> _Your task_
When you reach the line containing "Target: bridal bouquet" in the records below, start copying exactly, and stop once you have copied the line containing "Mark every instance of the yellow tulip".

<<<<

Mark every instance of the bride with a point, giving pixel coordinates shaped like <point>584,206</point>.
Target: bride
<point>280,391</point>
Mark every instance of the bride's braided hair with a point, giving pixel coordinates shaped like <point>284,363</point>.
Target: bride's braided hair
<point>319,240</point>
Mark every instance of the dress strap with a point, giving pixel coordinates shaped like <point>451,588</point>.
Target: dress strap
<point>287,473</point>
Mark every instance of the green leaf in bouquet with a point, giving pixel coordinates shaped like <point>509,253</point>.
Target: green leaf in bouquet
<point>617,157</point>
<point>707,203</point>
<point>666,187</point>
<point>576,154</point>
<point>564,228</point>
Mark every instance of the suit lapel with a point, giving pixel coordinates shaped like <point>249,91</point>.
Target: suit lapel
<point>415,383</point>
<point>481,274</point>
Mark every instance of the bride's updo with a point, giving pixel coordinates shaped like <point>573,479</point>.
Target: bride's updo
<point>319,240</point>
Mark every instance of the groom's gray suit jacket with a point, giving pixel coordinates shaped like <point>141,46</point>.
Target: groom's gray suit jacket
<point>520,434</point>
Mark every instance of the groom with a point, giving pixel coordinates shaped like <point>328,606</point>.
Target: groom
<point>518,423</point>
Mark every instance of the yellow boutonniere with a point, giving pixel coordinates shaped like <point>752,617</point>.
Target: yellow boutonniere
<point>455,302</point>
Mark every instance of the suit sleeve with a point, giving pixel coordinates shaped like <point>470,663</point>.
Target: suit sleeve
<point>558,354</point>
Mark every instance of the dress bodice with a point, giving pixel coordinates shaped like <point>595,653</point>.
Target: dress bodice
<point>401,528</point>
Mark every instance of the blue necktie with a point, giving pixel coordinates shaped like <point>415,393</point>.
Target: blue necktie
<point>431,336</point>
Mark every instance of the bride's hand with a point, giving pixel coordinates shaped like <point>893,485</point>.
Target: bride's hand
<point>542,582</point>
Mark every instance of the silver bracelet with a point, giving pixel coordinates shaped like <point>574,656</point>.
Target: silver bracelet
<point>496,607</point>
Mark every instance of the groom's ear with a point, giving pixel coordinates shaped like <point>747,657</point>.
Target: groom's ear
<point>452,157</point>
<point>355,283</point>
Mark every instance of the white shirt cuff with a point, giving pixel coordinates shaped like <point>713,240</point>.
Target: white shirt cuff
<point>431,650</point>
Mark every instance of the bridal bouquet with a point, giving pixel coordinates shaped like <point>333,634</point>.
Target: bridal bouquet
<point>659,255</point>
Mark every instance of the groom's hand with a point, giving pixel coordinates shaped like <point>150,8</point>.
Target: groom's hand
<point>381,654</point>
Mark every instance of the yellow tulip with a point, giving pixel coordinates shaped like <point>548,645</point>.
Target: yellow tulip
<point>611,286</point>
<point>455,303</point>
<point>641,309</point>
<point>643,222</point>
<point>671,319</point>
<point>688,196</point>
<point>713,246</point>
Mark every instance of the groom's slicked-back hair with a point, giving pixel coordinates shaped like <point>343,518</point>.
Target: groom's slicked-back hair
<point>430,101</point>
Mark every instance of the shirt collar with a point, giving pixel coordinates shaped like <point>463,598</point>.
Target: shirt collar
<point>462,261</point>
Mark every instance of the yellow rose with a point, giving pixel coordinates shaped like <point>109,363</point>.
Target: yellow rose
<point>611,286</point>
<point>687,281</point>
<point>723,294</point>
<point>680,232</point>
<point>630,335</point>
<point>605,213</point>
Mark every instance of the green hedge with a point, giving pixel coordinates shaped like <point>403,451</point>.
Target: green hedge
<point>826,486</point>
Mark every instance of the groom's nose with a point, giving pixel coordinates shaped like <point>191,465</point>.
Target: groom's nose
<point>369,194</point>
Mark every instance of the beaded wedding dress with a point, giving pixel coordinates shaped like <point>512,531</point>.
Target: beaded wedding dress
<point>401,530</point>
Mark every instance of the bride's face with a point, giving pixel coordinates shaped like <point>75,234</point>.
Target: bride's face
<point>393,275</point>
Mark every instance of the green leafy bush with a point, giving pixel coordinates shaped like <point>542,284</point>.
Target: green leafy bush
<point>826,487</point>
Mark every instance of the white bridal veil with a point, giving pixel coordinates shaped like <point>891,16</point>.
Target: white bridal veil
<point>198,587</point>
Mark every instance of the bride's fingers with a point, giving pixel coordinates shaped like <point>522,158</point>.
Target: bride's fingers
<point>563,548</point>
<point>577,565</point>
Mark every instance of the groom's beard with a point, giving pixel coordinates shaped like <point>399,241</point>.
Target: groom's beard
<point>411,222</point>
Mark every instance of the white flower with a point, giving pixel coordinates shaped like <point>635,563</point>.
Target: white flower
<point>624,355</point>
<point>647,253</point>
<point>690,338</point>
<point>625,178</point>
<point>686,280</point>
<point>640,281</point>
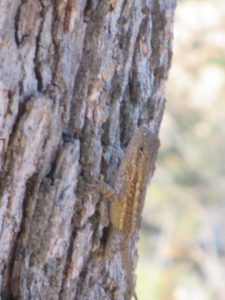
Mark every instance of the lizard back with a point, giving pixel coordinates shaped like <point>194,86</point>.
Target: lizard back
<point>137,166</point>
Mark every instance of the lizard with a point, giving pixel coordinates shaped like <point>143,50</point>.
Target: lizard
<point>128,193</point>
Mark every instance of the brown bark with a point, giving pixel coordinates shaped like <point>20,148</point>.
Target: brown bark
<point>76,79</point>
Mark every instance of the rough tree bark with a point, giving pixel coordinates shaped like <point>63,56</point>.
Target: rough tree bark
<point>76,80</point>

>>>>
<<<<

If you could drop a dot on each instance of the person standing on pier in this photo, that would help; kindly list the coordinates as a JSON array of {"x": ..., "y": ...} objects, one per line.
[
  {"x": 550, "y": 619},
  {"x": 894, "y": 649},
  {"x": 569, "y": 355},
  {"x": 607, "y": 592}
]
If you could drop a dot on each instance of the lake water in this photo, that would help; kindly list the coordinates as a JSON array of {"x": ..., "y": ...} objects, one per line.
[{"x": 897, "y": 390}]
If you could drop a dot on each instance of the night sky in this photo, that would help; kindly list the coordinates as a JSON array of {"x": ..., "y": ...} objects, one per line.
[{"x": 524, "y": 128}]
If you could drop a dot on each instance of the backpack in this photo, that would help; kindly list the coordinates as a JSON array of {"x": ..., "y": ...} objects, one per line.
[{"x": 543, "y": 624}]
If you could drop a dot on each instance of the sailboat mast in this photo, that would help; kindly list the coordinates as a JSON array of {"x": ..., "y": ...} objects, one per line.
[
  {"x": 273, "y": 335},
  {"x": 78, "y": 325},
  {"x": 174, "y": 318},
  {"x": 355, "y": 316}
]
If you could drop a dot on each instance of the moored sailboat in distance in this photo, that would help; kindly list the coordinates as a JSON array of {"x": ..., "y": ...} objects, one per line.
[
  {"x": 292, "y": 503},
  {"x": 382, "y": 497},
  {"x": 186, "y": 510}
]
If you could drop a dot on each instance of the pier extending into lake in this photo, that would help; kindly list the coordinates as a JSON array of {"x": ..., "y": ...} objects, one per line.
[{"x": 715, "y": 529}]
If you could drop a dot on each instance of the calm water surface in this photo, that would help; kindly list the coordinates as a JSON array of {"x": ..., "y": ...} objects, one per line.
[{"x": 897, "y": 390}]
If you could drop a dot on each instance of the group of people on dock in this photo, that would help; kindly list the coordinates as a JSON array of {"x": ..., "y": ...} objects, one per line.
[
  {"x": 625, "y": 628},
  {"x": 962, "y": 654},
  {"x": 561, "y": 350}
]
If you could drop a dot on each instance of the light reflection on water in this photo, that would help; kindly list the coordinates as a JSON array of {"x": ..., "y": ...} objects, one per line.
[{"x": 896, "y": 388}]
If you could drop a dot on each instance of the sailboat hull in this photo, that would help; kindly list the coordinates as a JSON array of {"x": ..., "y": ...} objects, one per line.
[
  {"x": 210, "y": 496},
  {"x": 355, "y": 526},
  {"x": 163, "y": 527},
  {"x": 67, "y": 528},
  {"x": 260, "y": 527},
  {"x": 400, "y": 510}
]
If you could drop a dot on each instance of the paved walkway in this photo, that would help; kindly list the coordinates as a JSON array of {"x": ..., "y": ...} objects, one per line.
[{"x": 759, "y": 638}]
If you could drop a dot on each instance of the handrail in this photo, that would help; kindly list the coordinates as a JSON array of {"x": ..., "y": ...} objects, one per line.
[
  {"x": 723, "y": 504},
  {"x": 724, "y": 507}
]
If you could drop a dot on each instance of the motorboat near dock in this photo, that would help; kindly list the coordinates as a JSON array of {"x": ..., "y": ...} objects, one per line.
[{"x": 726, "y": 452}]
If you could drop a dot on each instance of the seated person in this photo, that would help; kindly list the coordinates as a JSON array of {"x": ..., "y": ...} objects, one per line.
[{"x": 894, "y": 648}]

>>>>
<<<<

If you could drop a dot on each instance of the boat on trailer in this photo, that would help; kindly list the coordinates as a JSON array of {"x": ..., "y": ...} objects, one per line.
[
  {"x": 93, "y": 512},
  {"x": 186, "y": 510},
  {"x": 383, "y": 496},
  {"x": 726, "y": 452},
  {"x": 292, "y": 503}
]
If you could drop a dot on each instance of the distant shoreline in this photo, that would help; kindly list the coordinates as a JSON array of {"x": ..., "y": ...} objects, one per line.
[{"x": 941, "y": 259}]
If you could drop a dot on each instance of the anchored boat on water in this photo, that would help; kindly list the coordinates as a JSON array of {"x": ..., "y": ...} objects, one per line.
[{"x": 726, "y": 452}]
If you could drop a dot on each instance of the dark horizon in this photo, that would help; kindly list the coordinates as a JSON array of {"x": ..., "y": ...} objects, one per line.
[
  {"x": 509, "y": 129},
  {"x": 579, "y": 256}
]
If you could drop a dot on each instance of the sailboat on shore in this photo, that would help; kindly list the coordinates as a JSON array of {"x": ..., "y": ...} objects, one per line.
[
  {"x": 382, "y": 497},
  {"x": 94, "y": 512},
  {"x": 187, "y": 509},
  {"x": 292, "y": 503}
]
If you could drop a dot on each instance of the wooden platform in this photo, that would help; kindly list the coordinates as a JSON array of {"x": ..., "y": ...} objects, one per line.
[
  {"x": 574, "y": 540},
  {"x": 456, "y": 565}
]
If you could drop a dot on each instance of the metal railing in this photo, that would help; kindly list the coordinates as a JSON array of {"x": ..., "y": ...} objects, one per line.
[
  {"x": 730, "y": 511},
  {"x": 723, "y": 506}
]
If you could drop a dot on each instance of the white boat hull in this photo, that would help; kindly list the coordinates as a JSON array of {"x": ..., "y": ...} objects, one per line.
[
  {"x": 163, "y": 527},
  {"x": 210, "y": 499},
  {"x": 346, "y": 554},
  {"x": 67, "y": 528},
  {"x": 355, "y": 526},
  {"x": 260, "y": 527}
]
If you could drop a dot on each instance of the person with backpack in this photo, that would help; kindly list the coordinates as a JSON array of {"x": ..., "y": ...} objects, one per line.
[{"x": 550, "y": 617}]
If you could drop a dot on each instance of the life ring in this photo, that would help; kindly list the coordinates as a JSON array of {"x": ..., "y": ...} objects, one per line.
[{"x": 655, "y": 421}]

>>>>

> _Task result_
Target: bridal bouquet
<point>659,255</point>
Mark every instance of the groom's hand with a point, giving pixel coordinates shaped like <point>150,8</point>.
Target: groom's hand
<point>381,654</point>
Mark every instance of the yellow tulip with a point, giving pixel coordinates shaped like <point>548,645</point>.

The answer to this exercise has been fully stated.